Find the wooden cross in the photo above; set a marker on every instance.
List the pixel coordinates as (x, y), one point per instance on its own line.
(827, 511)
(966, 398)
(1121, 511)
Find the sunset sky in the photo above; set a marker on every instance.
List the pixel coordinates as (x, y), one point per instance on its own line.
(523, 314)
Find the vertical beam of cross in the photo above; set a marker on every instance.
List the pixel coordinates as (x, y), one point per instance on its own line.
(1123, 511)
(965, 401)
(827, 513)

§

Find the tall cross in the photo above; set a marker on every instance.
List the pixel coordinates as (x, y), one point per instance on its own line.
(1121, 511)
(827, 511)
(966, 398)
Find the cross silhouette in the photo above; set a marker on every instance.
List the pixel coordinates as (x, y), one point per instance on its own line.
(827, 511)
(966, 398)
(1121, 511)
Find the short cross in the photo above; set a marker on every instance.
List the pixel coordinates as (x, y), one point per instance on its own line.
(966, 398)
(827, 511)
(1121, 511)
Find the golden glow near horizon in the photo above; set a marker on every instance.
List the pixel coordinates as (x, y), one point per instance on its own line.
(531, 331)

§

■ Set exercise
Please list every line in the rows above that contains the string "photo", matching case exactly.

■ The completed task
Find the wooden cross in the photo above; set a marker on every instance.
Find the sunset sky in the photo above; set a marker on every instance.
Find the vertical beam of cross in the photo above; set a marker on every instance.
Find the tall cross in the photo above; set a marker on every instance.
Find the cross silhouette in the photo above; set a marker on every instance.
Find the short cross in the photo above; set a marker on every instance.
Find the golden glow near horizon in the photo above; set a marker on every instance.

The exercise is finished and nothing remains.